◆ **TEKS YANG DITAMPILKAN**:
Ferdinand Lumban Tobing, seorang dokter yang juga pejuang kemerdekaan, sangat tidak suka dengan penjajahan yang telah berlangsung lama. Ketika dia melihat saudara sebangsanya menderita di bawah kerja paksa Jepang, kekesalannya mencapai titik tertinggi.
Ferdinand bahkan memprotes pemerintah pendudukan Jepang atas perlakuan tidak manusiawi tersebut, yang sayangnya membuatnya menjadi target pembunuhan oleh tentara Jepang.
Dalam sejarah perjuangannya, Ferdinand Lumban Tobing, seorang putra Tapanuli, terkenal karena peranannya selama zaman pendudukan Jepang dan zaman revolusi kemerdekaan.
Ferdinand berjuang untuk mempertahankan kemerdekaan Indonesia dari usaha Belanda untuk merebut kembali Republik Indonesia, terutama dalam peristiwa yang dikenal sebagai Agresi Militer Belanda.
Table of Contents
ToggleMasa Muda dan Pendidikan Ferdinand Lumban Tobing
Ayah dr. Ferdinand Lumban Tobing ialah Herman Lumban Tobing, yang dikenal sebagai Raja Guru karena menjadi guru di sekolah desa di Sibuluan sedangkan ibunya bernama Laura Sitanggang.
Ferdinand lahir pada tanggal 19 Februari 1899, menjadi anak keempat dari sembilan bersaudara. Pada usia lima tahun, tahun 1904, dia dibawa oleh ayah angkatnya, Jonathan Pasanea, ke Depok dan disekolahkan di Sekolah Dasar Belanda (Europesche Lagere School).
Ayah Ferdinand bersahabat dengan pendeta dari Ambon bernama Jonathan Pasanea. Ayahnya telah bernazar sebelum kelahiran Ferdinand bahwa Jonathan Pasanea akan mengambil anaknya jika dia laki-laki.
Ferdinand adalah anak laki-laki pertama dalam keluarganya, sementara kakak-kakaknya adalah perempuan. Dalam adat Batak yang menganut garis keturunan patrilineal, keluarga hanya dapat dilanjutkan oleh anak laki-laki.

◆ **DAFTAR YANG DIBERIKAN**:
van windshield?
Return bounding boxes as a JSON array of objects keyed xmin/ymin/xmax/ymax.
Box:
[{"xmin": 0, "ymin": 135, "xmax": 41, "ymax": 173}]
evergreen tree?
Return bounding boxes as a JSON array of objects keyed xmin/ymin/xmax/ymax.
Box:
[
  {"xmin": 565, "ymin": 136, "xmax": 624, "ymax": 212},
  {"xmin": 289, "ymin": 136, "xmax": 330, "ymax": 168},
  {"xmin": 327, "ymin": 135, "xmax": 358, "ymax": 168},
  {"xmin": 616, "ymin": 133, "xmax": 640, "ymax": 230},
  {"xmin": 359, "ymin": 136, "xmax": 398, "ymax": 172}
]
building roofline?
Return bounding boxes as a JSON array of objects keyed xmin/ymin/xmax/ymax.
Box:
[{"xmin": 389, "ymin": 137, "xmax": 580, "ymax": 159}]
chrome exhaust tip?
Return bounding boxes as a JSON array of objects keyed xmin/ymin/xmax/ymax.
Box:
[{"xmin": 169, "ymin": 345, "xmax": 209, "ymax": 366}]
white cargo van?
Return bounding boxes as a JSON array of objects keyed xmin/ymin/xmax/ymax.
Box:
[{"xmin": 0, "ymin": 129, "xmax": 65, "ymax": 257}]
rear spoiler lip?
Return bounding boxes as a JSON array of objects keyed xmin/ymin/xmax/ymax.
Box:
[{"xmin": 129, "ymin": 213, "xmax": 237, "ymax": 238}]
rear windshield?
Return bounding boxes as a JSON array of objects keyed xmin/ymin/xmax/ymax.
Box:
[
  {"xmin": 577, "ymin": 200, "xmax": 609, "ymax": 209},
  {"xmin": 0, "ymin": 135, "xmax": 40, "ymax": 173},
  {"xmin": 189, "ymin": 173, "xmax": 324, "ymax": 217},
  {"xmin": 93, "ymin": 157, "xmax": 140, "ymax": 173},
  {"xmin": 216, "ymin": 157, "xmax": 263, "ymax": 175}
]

◆ **YANG PERLU DIKERJAKAN**:
1) Ketik ulang teks tentang Ferdinand Lumban Tobing mulai dari "Ferdinand berjuang untuk" terus ke bawah sampai "jika dia laki-laki.", tanpa mengubah apa pun.
2) Menurut teks tentang Ferdinand Lumban Tobing, kapan Ferdinand lahir?
3) Apakah pernyataan berikut sesuai dengan teks tentang Ferdinand Lumban Tobing? Jawab ya atau tidak untuk masing-masing, lalu kutip kata-kata teks yang menentukannya.
(a) Ferdinand adalah anak keempat dari sembilan bersaudara.
(b) Jonathan Pasanea adalah pendeta dari Tapanuli.
(c) Ferdinand dibawa ke Depok pada tahun 1910.
Daftar tersebut sama sekali tidak dipakai di sini.

◆ **JAWABAN TIAP TUGAS**:
1)
Ferdinand berjuang untuk mempertahankan kemerdekaan Indonesia dari usaha Belanda untuk merebut kembali Republik Indonesia, terutama dalam peristiwa yang dikenal sebagai Agresi Militer Belanda.
Table of Contents
ToggleMasa Muda dan Pendidikan Ferdinand Lumban Tobing
Ayah dr. Ferdinand Lumban Tobing ialah Herman Lumban Tobing, yang dikenal sebagai Raja Guru karena menjadi guru di sekolah desa di Sibuluan sedangkan ibunya bernama Laura Sitanggang.
Ferdinand lahir pada tanggal 19 Februari 1899, menjadi anak keempat dari sembilan bersaudara. Pada usia lima tahun, tahun 1904, dia dibawa oleh ayah angkatnya, Jonathan Pasanea, ke Depok dan disekolahkan di Sekolah Dasar Belanda (Europesche Lagere School).
Ayah Ferdinand bersahabat dengan pendeta dari Ambon bernama Jonathan Pasanea. Ayahnya telah bernazar sebelum kelahiran Ferdinand bahwa Jonathan Pasanea akan mengambil anaknya jika dia laki-laki.

2) Pada tanggal 19 Februari 1899.

3)
(a) Ya: "menjadi anak keempat dari sembilan bersaudara"
(b) Tidak: "pendeta dari Ambon bernama Jonathan Pasanea"
(c) Tidak: "tahun 1904, dia dibawa oleh ayah angkatnya, Jonathan Pasanea, ke Depok"